## Begin WORKING DATA

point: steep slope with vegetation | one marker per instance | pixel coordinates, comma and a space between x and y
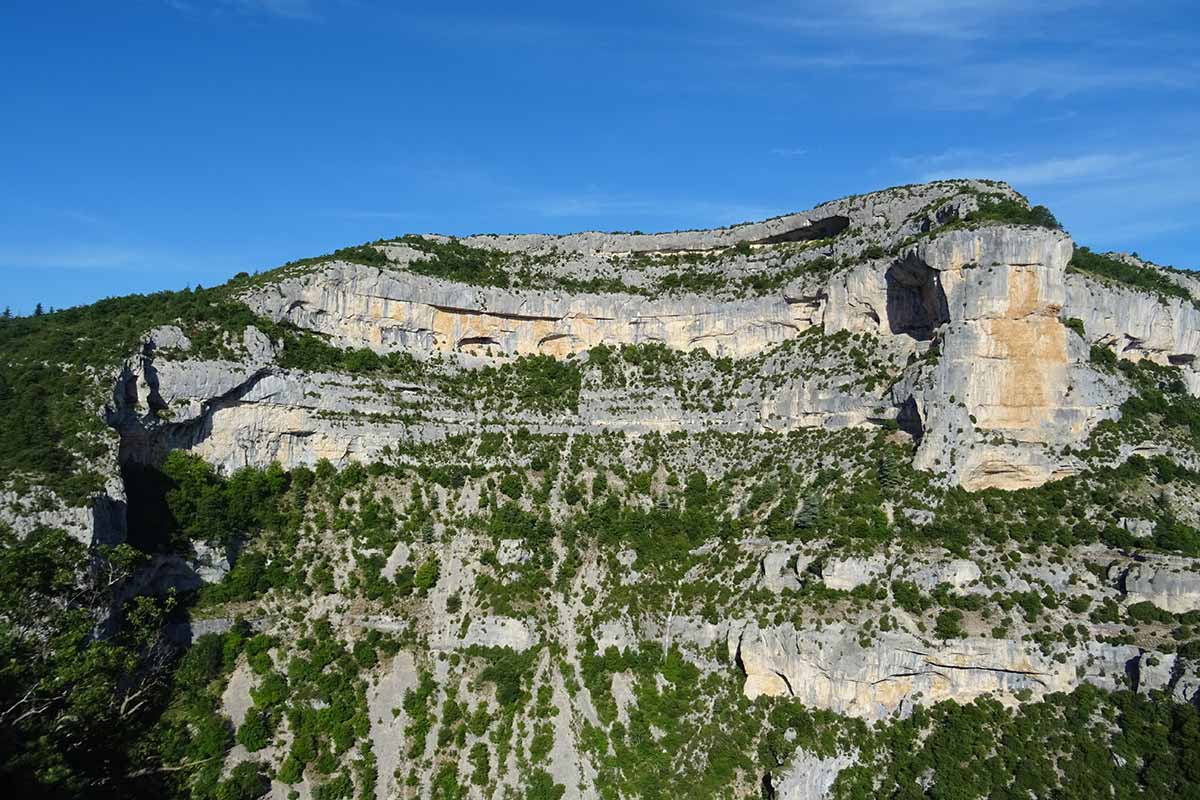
721, 513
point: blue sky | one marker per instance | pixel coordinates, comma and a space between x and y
151, 144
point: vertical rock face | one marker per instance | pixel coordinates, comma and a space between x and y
1011, 377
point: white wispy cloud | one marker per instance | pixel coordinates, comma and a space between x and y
1035, 173
947, 19
76, 257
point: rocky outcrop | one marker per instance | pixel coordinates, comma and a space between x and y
1137, 324
831, 668
363, 306
995, 389
809, 776
1169, 583
1011, 380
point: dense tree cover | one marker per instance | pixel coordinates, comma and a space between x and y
453, 260
1113, 269
72, 705
186, 500
1002, 209
57, 371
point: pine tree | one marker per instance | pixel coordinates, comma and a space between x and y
810, 510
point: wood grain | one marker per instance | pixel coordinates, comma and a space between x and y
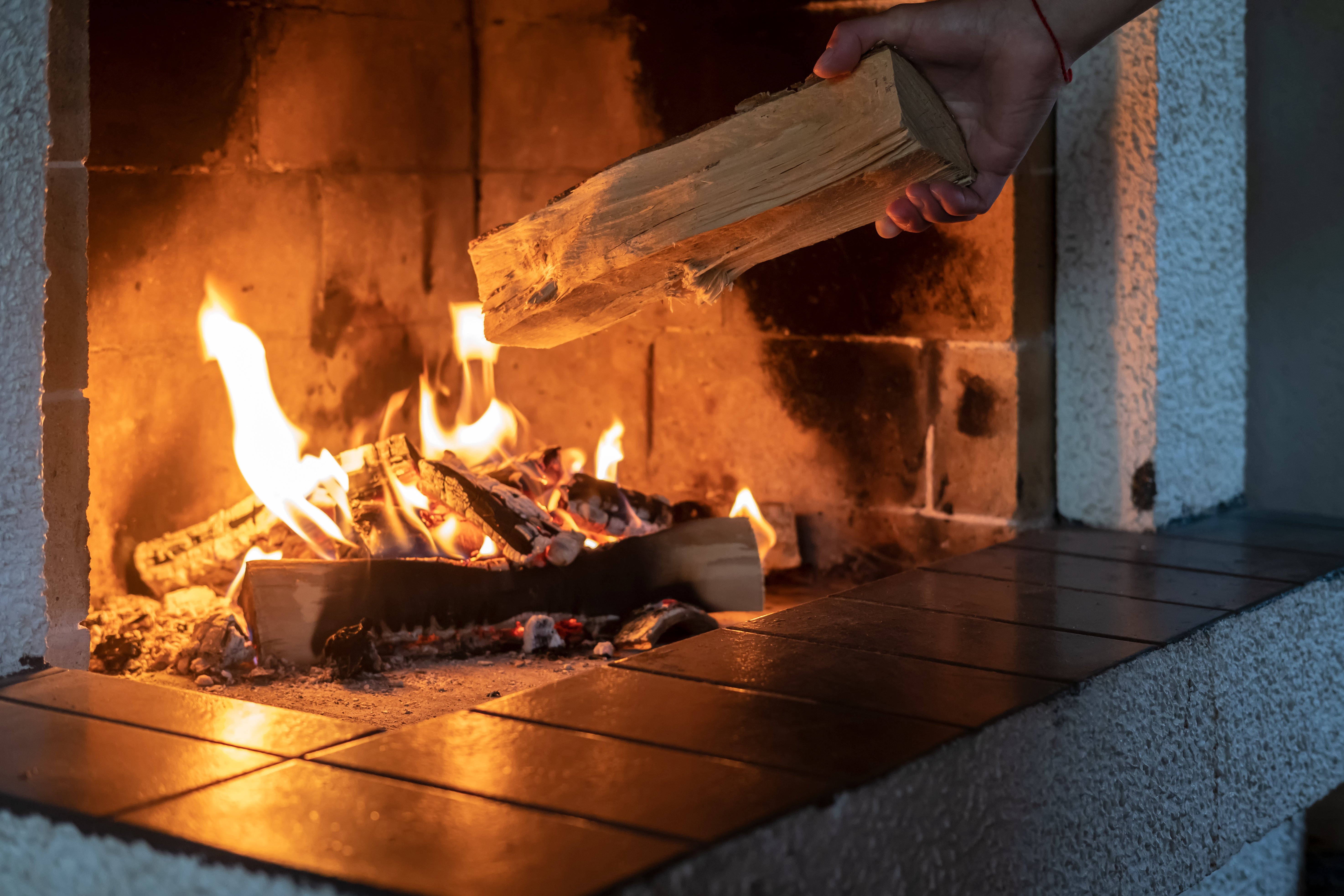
686, 218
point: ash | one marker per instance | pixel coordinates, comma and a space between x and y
195, 639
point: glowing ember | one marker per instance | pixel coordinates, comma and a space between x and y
267, 445
609, 452
746, 506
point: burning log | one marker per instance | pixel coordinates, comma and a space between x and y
522, 531
294, 606
209, 553
690, 215
605, 508
665, 621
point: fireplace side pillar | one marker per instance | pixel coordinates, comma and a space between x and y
65, 408
1151, 303
23, 146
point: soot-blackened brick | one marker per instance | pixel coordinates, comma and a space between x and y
166, 78
868, 399
859, 284
698, 60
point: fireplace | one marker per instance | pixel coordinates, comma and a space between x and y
1054, 715
329, 166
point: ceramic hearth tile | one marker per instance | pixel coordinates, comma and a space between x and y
984, 644
845, 678
1115, 577
1263, 533
100, 768
654, 789
404, 837
1158, 550
284, 733
1082, 612
843, 745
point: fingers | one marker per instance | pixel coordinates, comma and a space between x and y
888, 229
851, 39
943, 203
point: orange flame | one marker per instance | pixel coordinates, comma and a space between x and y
746, 506
267, 445
609, 452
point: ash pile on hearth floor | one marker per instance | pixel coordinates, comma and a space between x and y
201, 636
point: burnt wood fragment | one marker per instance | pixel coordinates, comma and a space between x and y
294, 606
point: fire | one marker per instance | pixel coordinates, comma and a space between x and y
267, 447
609, 452
494, 435
746, 506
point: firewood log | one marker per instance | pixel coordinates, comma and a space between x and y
521, 530
207, 553
294, 606
686, 218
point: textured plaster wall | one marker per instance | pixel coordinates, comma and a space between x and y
1151, 318
1107, 299
39, 858
1144, 780
1201, 210
23, 147
1271, 867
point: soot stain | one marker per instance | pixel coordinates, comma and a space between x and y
699, 58
976, 409
1143, 488
862, 284
331, 316
866, 398
166, 78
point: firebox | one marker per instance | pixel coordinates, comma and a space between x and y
326, 167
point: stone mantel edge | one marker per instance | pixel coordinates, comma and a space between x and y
1144, 780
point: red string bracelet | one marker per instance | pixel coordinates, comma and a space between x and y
1068, 72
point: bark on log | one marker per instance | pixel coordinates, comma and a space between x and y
207, 553
686, 218
294, 606
521, 530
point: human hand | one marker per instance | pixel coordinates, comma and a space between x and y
998, 70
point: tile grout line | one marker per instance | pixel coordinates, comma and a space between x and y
1010, 622
506, 801
788, 697
914, 656
1112, 594
654, 743
1143, 563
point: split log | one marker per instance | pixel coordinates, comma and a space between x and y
209, 553
521, 530
605, 508
294, 606
686, 218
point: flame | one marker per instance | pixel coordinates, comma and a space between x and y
236, 586
746, 506
470, 342
494, 435
609, 452
267, 445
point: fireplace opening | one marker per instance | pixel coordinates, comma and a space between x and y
304, 179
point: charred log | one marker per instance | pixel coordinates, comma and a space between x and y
209, 553
294, 606
605, 508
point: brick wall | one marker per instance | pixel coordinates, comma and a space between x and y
330, 162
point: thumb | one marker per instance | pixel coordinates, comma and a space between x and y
851, 39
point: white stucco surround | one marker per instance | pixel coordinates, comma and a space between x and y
23, 150
1151, 306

## End WORKING DATA

Quote the line that contains "point: fireplace opening" and each line after it through the end of the data, exactly, leaving out everything else.

OUTPUT FOR THIS EXERCISE |
point: fireplace opening | one marker per instance | pixel coordinates, comma and a space between x and y
304, 179
point: charred log | one marker per instance | pixel coordinates, comma and a space between x and y
209, 553
294, 606
605, 508
point: brick wall | one marker per instance | pixel coordinates, comma and a space between x and y
330, 162
point: thumb | one marker per instance | pixel coordinates, comma and a space between x and y
851, 39
point: white stucco surround | one marker per instance | pixel coordinates, comma and a space between x and y
23, 150
1151, 306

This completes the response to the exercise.